**Reading text**
I haven't pulled out my transport wheels and axles in close to two years, and rarely use my catcher unless I'm trying to gauge clippings on my GM1600. I never understood the need for them, but certainly wouldn't part with them because of it.


----------



## lbb091919 (Apr 26, 2020)

All that JD green and not a single 220 grass catcher. Dang.

Will be interesting to see the bidding


----------



## FATC1TY (Jul 12, 2017)

lbb091919 said:


> All that JD green and not a single 220 grass catcher. Dang.
> 
> Will be interesting to see the bidding


They'll be healthy.


----------



## TulsaFan (May 1, 2017)

*Here's a past Weeks greens mower purchase example:	* 
$210 - Winning bid for a six year old greens mower with a groomer 
$21 - 10% buyers fee 
$18 - Sales Tax 
$35 - Pallet Fee (1/2 price due to two mowers shipped) 
$143 - Shipping (1/2 price due to two mowers shipped) 
$85 - Reel Grinding Fee 
$354 - JD Parts including: grass basket, bedknife, covers, belts, misc 
$100 - Transport Wheels (used)

**Written problem 1**
Using the mower forum thread, decide whether each statement agrees with it. Answer yes or no and quote the words that settle it.
(a) The first poster seldom uses the catcher except to gauge clippings on a GM1600.
(b) The winning bid in the past Weeks purchase was $354.
(c) The pallet fee was half price because two mowers were shipped.
**Written problem 2**
Extend the mower forum thread past its final line.
The rows below come from a different source than the mower forum thread.

**Dataset rows**
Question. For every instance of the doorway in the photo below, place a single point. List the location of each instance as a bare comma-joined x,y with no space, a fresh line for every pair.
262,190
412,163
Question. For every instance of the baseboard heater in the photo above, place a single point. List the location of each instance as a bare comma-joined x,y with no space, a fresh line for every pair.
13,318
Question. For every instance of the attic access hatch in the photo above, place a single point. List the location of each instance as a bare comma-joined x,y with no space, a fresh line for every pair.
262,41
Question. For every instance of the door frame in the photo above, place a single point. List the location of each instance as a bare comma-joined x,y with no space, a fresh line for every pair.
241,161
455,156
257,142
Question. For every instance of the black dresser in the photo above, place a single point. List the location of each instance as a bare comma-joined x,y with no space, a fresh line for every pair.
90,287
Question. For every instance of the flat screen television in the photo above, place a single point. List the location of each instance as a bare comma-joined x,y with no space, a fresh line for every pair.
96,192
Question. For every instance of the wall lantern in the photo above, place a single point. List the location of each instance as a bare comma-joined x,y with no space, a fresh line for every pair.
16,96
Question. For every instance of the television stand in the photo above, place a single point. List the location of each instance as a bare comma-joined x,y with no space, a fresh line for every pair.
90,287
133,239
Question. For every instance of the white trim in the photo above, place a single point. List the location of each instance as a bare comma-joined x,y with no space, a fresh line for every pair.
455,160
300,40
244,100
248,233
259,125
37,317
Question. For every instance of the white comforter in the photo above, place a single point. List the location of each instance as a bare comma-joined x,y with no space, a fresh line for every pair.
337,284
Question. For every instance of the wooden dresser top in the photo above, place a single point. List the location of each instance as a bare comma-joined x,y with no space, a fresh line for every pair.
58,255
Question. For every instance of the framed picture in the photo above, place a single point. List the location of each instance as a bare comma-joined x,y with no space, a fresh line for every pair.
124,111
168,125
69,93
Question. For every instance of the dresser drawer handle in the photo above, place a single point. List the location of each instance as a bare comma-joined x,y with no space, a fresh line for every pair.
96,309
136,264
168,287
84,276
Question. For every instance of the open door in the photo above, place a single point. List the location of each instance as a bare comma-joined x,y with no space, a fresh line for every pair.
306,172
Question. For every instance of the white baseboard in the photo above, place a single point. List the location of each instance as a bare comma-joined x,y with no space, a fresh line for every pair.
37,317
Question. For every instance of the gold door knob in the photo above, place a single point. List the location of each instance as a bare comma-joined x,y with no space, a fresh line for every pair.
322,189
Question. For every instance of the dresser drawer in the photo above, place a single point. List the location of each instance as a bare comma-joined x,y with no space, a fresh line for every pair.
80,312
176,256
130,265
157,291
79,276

**Expected answer 1**
(a) Yes: "rarely use my catcher unless I'm trying to gauge clippings on my GM1600"
(b) No: "$210 - Winning bid for a six year old greens mower with a groomer"
(c) Yes: "$35 - Pallet Fee (1/2 price due to two mowers shipped)"

**Expected answer 2**
*$965* - TOTAL

It adds up pretty quickly without mentioning the tools that you might want to get started: accu-gage, lapping compound, grease gun, and impact screwdriver set to remove the old bedknife! :lol:


----------



## CenlaLowell (Apr 21, 2017)

jimbeckel said:


> One of the JD180 SL's I'm keeping was missing lots of parts, handle, bed knife adjustment rods, shoe and bed knife. I realized why they used this machine for parts. The head and piston was completely covered in carbon. New rings and valve lapping are in process. Machine should be in tip top shape when it's all said and done.


See this what scares me. I can not do this type of engine work


----------



## Redtwin (Feb 9, 2019)

Rowdy said:


> Well this is a bit disheartening for a guy wanting to get his first reel mower, haha.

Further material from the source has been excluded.